» **Material to process**:
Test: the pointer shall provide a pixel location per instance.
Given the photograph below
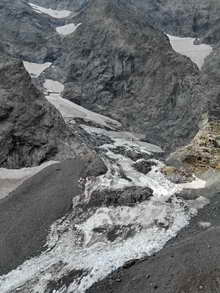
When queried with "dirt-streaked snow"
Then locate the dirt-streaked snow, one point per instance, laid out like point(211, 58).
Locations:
point(75, 244)
point(35, 69)
point(71, 110)
point(185, 46)
point(51, 12)
point(10, 179)
point(67, 29)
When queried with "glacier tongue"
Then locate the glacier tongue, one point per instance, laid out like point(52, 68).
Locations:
point(80, 241)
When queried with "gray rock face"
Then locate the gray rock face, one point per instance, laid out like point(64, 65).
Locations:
point(124, 197)
point(184, 18)
point(119, 65)
point(31, 129)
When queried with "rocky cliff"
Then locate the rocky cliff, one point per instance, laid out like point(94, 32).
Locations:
point(119, 65)
point(31, 129)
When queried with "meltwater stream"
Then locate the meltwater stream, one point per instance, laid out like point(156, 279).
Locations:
point(80, 250)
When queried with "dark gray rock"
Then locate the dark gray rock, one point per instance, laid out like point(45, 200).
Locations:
point(119, 65)
point(31, 129)
point(28, 212)
point(128, 196)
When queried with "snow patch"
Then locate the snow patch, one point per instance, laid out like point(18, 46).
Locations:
point(51, 12)
point(70, 110)
point(35, 69)
point(195, 184)
point(76, 243)
point(186, 46)
point(67, 29)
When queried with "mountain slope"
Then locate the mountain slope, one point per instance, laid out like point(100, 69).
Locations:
point(31, 129)
point(119, 65)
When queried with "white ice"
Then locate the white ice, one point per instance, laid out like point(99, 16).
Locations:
point(67, 29)
point(53, 86)
point(10, 179)
point(70, 110)
point(197, 183)
point(35, 69)
point(185, 46)
point(161, 218)
point(51, 12)
point(100, 258)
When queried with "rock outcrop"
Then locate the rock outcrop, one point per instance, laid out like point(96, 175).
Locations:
point(31, 129)
point(119, 65)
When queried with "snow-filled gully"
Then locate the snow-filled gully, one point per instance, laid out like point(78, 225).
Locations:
point(80, 242)
point(93, 240)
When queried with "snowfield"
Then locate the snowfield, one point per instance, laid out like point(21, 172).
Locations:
point(51, 12)
point(78, 244)
point(67, 29)
point(185, 46)
point(71, 111)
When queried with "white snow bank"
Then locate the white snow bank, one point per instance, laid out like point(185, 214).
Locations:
point(195, 184)
point(51, 12)
point(70, 110)
point(97, 256)
point(10, 179)
point(78, 244)
point(67, 29)
point(35, 69)
point(185, 46)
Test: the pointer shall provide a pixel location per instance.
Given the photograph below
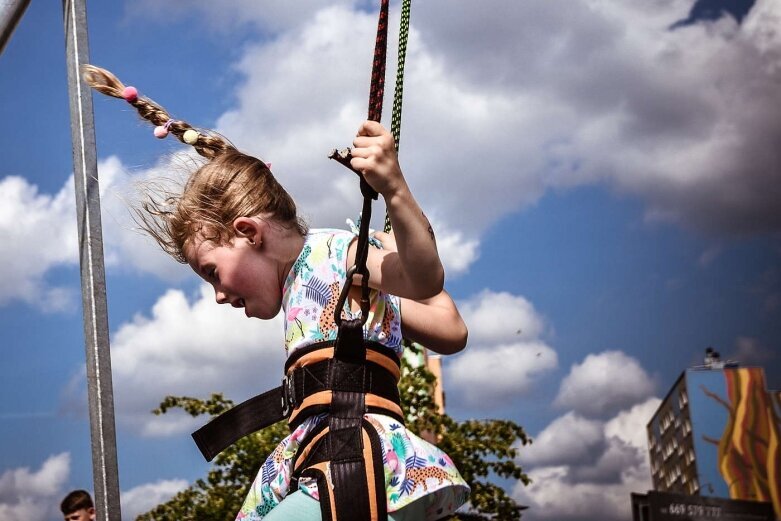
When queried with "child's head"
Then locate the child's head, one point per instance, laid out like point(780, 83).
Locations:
point(78, 506)
point(229, 185)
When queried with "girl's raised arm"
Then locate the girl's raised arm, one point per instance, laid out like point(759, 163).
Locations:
point(415, 271)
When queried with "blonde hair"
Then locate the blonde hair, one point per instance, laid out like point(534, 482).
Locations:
point(229, 185)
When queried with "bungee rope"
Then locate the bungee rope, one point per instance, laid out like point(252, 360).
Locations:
point(398, 92)
point(376, 94)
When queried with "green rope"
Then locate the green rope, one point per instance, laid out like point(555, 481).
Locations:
point(398, 92)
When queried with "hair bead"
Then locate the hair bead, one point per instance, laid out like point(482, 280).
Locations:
point(190, 137)
point(161, 131)
point(130, 94)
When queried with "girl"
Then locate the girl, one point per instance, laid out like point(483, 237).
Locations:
point(238, 229)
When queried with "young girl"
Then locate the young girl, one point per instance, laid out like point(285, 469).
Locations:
point(238, 230)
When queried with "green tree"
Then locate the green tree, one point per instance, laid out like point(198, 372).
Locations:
point(481, 449)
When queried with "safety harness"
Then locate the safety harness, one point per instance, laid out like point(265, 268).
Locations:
point(345, 378)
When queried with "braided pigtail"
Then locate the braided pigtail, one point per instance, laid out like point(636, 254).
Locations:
point(206, 143)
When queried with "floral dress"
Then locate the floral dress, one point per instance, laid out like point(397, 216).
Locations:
point(414, 468)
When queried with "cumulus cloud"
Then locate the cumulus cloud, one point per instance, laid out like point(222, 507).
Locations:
point(38, 232)
point(604, 383)
point(189, 347)
point(663, 114)
point(27, 495)
point(501, 105)
point(143, 498)
point(594, 464)
point(506, 353)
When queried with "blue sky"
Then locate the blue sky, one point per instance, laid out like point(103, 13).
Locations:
point(605, 191)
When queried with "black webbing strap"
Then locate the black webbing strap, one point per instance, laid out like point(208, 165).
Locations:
point(353, 480)
point(348, 373)
point(250, 416)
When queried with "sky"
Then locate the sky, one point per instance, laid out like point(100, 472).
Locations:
point(604, 179)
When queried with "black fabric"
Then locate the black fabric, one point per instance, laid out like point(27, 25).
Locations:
point(270, 407)
point(247, 417)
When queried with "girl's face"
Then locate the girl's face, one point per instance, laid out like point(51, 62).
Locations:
point(240, 274)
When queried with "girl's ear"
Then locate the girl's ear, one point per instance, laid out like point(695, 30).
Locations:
point(248, 228)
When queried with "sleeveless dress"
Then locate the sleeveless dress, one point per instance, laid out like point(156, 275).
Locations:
point(414, 468)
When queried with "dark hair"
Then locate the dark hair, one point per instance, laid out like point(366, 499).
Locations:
point(75, 501)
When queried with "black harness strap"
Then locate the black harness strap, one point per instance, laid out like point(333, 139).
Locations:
point(344, 454)
point(357, 376)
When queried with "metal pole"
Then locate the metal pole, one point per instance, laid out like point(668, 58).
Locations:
point(11, 12)
point(93, 277)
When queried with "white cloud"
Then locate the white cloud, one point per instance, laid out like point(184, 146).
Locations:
point(190, 348)
point(27, 495)
point(594, 464)
point(38, 232)
point(544, 95)
point(272, 16)
point(541, 95)
point(629, 425)
point(604, 383)
point(567, 439)
point(143, 498)
point(505, 353)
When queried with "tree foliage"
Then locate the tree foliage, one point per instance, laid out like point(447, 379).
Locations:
point(481, 449)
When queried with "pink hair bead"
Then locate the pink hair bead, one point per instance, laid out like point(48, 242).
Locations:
point(130, 94)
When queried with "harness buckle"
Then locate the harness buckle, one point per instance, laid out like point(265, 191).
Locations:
point(288, 395)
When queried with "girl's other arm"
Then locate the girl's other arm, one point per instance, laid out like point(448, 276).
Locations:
point(435, 323)
point(415, 271)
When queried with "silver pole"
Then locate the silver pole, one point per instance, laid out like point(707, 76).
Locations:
point(93, 277)
point(11, 12)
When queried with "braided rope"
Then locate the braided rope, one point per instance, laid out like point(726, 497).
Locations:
point(398, 93)
point(378, 66)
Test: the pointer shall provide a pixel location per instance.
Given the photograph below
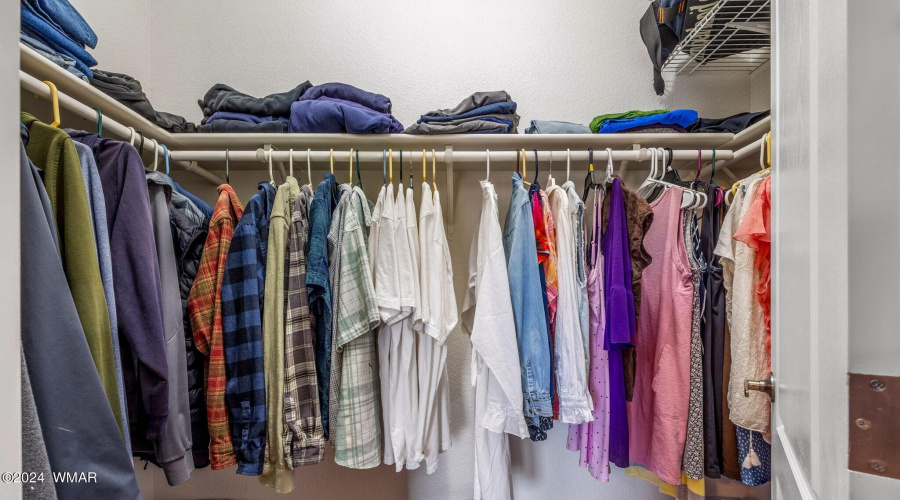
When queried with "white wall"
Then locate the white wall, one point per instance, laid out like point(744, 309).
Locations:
point(564, 60)
point(559, 60)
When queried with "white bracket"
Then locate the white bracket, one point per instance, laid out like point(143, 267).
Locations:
point(451, 209)
point(623, 165)
point(269, 147)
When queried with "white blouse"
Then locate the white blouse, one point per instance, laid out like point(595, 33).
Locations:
point(496, 374)
point(575, 402)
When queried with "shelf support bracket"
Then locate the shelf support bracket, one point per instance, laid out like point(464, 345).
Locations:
point(451, 209)
point(623, 165)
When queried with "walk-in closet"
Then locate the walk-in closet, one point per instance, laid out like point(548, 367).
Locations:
point(450, 250)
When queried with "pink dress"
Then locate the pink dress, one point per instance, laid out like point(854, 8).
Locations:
point(658, 413)
point(592, 438)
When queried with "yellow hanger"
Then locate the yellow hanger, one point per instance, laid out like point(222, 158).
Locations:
point(524, 170)
point(54, 98)
point(424, 177)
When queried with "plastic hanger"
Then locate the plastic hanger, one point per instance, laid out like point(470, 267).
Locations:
point(589, 178)
point(433, 170)
point(525, 169)
point(155, 155)
point(308, 167)
point(99, 121)
point(227, 177)
point(54, 99)
point(550, 180)
point(609, 170)
point(271, 175)
point(358, 175)
point(166, 152)
point(291, 162)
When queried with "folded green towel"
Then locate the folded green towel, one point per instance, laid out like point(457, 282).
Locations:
point(598, 121)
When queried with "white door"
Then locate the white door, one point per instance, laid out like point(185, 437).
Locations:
point(809, 269)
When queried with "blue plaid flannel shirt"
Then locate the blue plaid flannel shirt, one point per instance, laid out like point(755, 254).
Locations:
point(242, 303)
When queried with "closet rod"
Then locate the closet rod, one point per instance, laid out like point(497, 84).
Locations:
point(580, 155)
point(37, 87)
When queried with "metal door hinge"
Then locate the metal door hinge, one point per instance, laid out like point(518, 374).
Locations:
point(875, 425)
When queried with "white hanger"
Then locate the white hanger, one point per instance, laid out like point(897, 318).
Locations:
point(271, 176)
point(308, 168)
point(609, 170)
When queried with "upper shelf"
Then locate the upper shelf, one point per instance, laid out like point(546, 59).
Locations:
point(43, 69)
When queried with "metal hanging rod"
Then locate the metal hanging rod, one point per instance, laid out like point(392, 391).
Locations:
point(41, 89)
point(579, 155)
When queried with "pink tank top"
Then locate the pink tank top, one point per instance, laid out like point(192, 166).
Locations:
point(658, 413)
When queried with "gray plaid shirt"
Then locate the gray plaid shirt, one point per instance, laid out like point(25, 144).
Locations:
point(304, 441)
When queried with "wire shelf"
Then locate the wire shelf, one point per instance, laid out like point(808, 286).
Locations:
point(733, 35)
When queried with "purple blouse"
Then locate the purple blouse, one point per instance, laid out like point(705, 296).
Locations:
point(620, 319)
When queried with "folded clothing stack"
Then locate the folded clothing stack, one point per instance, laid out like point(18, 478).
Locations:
point(54, 29)
point(480, 113)
point(556, 127)
point(129, 92)
point(660, 120)
point(733, 123)
point(226, 110)
point(342, 108)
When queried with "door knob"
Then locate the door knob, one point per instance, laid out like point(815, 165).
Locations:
point(766, 385)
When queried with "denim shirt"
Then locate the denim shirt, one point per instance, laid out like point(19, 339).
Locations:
point(528, 304)
point(319, 287)
point(242, 309)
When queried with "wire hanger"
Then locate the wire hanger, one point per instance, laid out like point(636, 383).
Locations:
point(54, 99)
point(155, 155)
point(424, 176)
point(271, 175)
point(589, 178)
point(227, 177)
point(358, 175)
point(550, 180)
point(308, 167)
point(524, 169)
point(99, 121)
point(166, 152)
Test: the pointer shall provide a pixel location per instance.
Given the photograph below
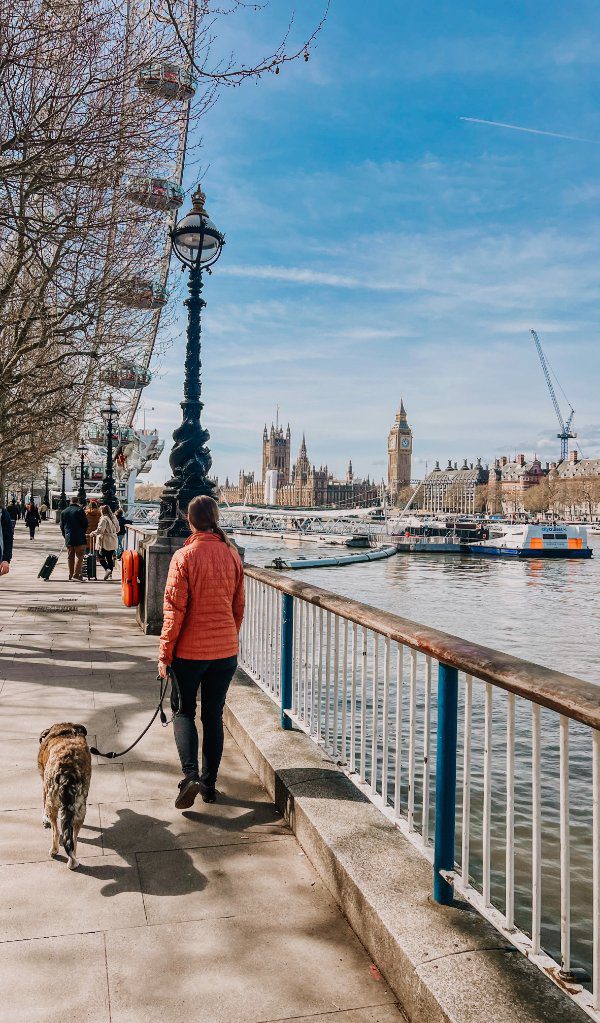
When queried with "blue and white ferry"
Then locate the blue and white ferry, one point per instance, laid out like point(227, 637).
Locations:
point(522, 540)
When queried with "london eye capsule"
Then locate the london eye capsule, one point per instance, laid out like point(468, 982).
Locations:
point(127, 376)
point(168, 80)
point(139, 293)
point(155, 192)
point(96, 434)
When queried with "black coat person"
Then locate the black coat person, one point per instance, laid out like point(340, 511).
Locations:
point(7, 528)
point(74, 524)
point(32, 520)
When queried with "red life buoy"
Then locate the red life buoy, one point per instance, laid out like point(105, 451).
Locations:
point(130, 578)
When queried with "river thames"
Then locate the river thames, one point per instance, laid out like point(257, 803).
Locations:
point(543, 611)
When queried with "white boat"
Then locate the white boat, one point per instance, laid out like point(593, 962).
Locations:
point(520, 540)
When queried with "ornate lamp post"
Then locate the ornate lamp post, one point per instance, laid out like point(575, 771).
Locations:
point(62, 502)
point(46, 497)
point(197, 243)
point(109, 413)
point(81, 494)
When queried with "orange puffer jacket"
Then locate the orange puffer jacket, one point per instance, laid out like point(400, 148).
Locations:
point(203, 601)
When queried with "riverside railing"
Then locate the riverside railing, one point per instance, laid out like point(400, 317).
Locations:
point(494, 772)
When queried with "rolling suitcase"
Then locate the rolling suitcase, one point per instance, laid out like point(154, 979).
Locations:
point(90, 561)
point(49, 566)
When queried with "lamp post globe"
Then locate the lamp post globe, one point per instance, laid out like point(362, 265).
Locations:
point(109, 413)
point(197, 245)
point(81, 494)
point(62, 501)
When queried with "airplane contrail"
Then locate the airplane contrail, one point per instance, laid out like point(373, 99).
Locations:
point(529, 131)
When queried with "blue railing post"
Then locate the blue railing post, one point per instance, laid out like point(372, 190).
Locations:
point(445, 782)
point(286, 657)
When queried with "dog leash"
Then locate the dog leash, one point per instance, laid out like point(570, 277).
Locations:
point(171, 677)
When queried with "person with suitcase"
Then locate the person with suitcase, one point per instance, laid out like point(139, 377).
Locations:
point(74, 525)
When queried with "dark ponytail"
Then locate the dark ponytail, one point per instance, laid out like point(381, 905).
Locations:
point(202, 513)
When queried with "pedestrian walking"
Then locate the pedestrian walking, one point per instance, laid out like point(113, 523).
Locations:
point(93, 517)
point(74, 525)
point(122, 523)
point(105, 536)
point(32, 519)
point(6, 531)
point(203, 611)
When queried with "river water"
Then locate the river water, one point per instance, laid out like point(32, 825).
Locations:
point(544, 611)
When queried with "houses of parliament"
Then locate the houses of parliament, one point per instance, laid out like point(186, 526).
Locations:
point(302, 484)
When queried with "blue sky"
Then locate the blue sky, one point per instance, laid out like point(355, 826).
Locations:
point(377, 245)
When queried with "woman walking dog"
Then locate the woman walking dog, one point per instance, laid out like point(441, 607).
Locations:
point(203, 610)
point(105, 533)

» **What the exercise asks**: Repeat exactly the lines from the start of the entries down to the line with "Then locate the rocky", keeping both ends but none of the pictures.

» **Result**:
Test: the pointer shall provide a pixel location per instance.
Given the photograph below
When queried with "dirt-streaked snow"
Then locate the dirt-streaked snow, one point per instance, laid out like point(211, 58).
Locations:
point(75, 244)
point(35, 69)
point(71, 110)
point(185, 46)
point(51, 12)
point(10, 179)
point(67, 29)
When queried with "glacier tongue"
Then locate the glacier tongue, one point per instance, laid out like point(52, 68).
Locations:
point(80, 241)
When queried with "gray rock face"
Then locate the gray rock face, one point per instance, laid out like point(64, 65).
Locations:
point(124, 197)
point(184, 18)
point(119, 65)
point(31, 129)
When queried with "rocky cliff"
Then locate the rocky cliff, one point per instance, laid out like point(94, 32).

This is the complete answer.